Task directions
Will you quote all of the entries, word for word?
···
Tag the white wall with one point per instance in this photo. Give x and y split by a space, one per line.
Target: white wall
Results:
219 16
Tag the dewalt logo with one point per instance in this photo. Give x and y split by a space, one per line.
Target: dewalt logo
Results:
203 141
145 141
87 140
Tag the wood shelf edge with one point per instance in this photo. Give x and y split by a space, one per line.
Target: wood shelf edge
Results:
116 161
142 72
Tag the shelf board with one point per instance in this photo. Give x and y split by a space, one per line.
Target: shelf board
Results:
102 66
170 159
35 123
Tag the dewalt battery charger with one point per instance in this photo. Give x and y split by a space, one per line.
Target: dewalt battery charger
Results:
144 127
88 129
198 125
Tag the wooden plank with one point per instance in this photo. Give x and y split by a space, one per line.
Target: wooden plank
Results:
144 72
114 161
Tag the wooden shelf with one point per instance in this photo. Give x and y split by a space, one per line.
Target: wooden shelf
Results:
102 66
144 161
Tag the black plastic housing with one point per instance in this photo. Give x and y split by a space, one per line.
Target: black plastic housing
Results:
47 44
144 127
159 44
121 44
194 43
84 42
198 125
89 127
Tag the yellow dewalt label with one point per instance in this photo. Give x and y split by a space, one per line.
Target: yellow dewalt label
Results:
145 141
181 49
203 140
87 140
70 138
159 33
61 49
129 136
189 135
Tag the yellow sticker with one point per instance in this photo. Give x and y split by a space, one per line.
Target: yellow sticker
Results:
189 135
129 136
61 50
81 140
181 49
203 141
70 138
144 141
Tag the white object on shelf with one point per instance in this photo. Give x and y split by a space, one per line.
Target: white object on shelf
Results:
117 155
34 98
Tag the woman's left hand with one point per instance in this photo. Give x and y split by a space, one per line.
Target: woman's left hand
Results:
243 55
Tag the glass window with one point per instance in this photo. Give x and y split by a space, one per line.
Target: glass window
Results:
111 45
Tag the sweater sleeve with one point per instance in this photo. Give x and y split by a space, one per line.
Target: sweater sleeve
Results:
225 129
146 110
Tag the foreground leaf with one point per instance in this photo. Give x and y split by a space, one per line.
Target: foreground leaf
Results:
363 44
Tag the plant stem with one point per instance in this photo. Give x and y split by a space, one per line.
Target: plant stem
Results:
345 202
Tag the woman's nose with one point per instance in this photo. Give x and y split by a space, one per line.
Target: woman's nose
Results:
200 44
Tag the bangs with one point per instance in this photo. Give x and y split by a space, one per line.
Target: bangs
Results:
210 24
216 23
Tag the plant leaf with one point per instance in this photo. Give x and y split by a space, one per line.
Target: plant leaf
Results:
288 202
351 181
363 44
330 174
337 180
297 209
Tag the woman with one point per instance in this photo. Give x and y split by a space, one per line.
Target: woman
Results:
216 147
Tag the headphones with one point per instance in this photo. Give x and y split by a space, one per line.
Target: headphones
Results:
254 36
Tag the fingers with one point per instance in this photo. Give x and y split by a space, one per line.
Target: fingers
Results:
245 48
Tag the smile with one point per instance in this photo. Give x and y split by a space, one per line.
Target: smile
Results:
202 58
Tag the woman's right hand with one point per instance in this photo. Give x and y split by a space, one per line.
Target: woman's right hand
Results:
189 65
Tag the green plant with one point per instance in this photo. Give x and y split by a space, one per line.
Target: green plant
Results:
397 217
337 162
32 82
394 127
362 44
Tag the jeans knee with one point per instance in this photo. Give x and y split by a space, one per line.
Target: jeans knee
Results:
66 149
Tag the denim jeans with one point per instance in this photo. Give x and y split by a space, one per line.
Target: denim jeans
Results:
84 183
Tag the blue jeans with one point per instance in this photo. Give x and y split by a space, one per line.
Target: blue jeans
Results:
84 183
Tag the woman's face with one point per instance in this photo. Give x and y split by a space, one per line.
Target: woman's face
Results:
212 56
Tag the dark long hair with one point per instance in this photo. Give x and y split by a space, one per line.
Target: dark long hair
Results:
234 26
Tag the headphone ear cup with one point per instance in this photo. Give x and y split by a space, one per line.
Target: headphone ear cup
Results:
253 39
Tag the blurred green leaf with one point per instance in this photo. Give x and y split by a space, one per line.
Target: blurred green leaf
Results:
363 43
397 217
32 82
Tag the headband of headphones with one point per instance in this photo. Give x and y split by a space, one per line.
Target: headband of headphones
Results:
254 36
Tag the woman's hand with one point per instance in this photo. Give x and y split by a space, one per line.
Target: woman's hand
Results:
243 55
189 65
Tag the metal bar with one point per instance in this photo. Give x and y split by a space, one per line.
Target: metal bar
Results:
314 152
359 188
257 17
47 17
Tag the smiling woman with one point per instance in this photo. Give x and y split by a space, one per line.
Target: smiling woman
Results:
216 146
···
Solution to the problem
Tag the white wall with one point per instance in this photo. Give x and y split by a space, one per line.
Target: white wall
Results:
219 16
Tag the dewalt logo with one point per instance in this photo. Give x and y split by a space, one per line.
Target: dewalt logo
Results:
203 141
145 141
87 140
Tag the wood shelf edge with one point per instance in this photo. Give x and y split by a space, one per line.
Target: wood shelf edge
Results:
116 161
142 72
Tag the shelf board with one point per instance in this photo. Give x and y split by a space, one per line.
Target: shelf board
Results:
102 66
170 159
35 123
Tag the dewalt battery charger with one point per instance in this photo. Give x and y split by a space, one per line.
Target: dewalt battery charger
Results:
144 127
88 129
198 125
Tag the wooden plank with one point per instance in this photo. Give x and y split by a space, one per line.
Target: wooden plank
Results:
144 72
114 161
Tag the wooden shelf with one point per instance in this photo. Give x and y split by a space, one per line.
Target: wooden shelf
Results:
102 66
144 161
Tag the black plastic housing with one point per instance in this photo. Give x and y split by a space, one per line.
Target: black plastic housing
Results:
47 44
144 127
159 44
121 44
194 43
84 42
198 125
89 127
Tag the yellow dewalt label with one point per instance in this photo. Give x and y split by a space, one per line.
Target: yellow dewalt label
Results:
145 141
181 49
203 140
87 140
70 138
159 33
61 49
129 136
189 135
Tag the yellow sticker with one point per instance in this photo. Give x and y split by a space, one per line.
Target: yellow sticker
Results:
189 135
129 136
61 50
81 140
181 49
203 141
70 138
144 141
Tag the white object on shelf with one point per instance in this photo. Give x and y split by a space, one per line.
Target: white object on shelf
Results:
117 155
34 98
Tag the woman's left hand with one point per instance in this photo. Give x and y split by a space, one per line.
Target: woman's left hand
Results:
243 55
Tag the glass window with one point per instance in this photo. Give x and y split by a space, one per line.
Target: glass window
Results:
111 45
Tag the sweater sleeve with one point per instance in this photo. Give x and y split by a space, one per line.
Target: sweater sleeve
Results:
225 129
146 110
Tag the foreground leaf with one point per instance in this photo. Give x and y split by a space, one per line.
Target: foreground leaf
Results:
363 44
Tag the plant stem with one point per instance in this photo. Give x and y split by a space, one per line.
Target: plant stem
Results:
345 202
Tag the woman's nose with one point per instance in this photo. Give x and y split by a space, one per line.
Target: woman's nose
Results:
200 44
Tag the bangs with one point per instance in this photo. Give x and y split by a space, one per line.
Target: bangs
Results:
210 24
216 23
Tag the plant leaf with one point per instance in this photo. Give x and y split by a space, one per line.
Target: plant leaf
Results:
288 202
351 181
363 44
330 174
337 180
297 209
Tag the woman with one point per instance in this photo. Give x and y split by a space, one per line.
Target: woman
Results:
216 147
Tag the headphones with one point per instance in this photo. Give x and y split by a space, one per line.
Target: headphones
Results:
254 36
Tag the fingers with one point per instance in this photo. Give x and y split by a space, one per line.
Target: fingers
Results:
245 48
Tag the smile with one point per instance in this photo. Give x and y split by a space, one per line.
Target: smile
Results:
202 58
Tag the woman's right hand with one point per instance in this photo. Give x and y split by a space, one per line.
Target: woman's right hand
Results:
189 65
Tag the green plant with one point per instance in this photo. Give x and y split by a space, one per line.
Target: green plant
Results:
397 217
337 162
32 82
394 127
362 44
Tag the jeans knee with one point per instance in this photo. Give x and y split by a space, one per line.
Target: jeans knee
Results:
66 149
Tag the denim jeans with one point per instance in this photo. Give x and y split by a space, one per line.
Target: denim jeans
Results:
84 183
Tag the blue jeans with one point per instance in this photo. Give x and y split by a space, one per line.
Target: blue jeans
Results:
84 183
Tag the woman's face with one point per instance in this photo. Give x and y split by a space, one per line.
Target: woman's face
Results:
212 56
Tag the dark long hair with one point per instance in this photo. Give x and y split by a space, one per line.
Target: dark long hair
Results:
234 26
Tag the headphone ear cup with one point per instance in this photo. Give x and y split by a space, one per line.
Target: headphone ear cup
Results:
253 39
Tag the blurred green leaf with one point per instance in this photo. Give x and y split by a space, one per line.
Target: blurred green leaf
Results:
363 43
397 217
32 82
Tag the headband of headphones with one point per instance in this photo. Give x and y split by a space, one per line.
Target: headband of headphones
Results:
254 36
Tag the woman's hand with one point per instance in this photo. Give x and y split by a space, one per line.
Target: woman's hand
Results:
243 55
189 65
Tag the metal bar with one point per instance in this photo. Give x and y split by a space, one per line.
Target: metal bar
Results:
314 152
359 188
257 17
47 17
Tag the smiling woman with one point per instance in this photo. Give x and y split by a space, one per line.
Target: smiling woman
Results:
216 146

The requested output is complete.